- **Work task**:
Check each line of the records for "white"; collect those that have it.

- **Data extract**:
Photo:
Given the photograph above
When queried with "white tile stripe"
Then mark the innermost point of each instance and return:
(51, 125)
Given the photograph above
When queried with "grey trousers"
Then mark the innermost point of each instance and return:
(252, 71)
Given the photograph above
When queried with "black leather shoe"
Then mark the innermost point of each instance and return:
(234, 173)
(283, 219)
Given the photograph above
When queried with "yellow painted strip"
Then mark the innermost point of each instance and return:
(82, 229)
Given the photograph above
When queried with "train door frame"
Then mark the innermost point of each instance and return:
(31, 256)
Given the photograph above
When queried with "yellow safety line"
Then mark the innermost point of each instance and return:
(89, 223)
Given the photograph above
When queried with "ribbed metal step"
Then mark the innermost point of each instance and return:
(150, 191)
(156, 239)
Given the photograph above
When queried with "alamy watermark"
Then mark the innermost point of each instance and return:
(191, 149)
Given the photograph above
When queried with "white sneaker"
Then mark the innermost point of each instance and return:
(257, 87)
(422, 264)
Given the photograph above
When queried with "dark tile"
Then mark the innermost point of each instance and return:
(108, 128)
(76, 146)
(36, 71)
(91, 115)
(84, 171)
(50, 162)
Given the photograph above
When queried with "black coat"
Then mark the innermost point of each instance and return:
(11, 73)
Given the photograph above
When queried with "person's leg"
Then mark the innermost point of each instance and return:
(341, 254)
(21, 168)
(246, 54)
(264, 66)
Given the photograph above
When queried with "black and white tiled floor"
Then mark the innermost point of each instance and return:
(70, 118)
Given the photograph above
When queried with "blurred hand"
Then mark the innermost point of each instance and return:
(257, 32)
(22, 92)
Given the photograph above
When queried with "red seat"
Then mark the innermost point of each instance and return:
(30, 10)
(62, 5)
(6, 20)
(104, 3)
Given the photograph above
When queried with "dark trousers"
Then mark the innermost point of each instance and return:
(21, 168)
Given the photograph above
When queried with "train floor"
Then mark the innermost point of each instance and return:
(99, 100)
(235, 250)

- **Solution to the problem**:
When queried with "white tile stripe"
When queried with "white sneaker"
When queried with "black and white tiled floor"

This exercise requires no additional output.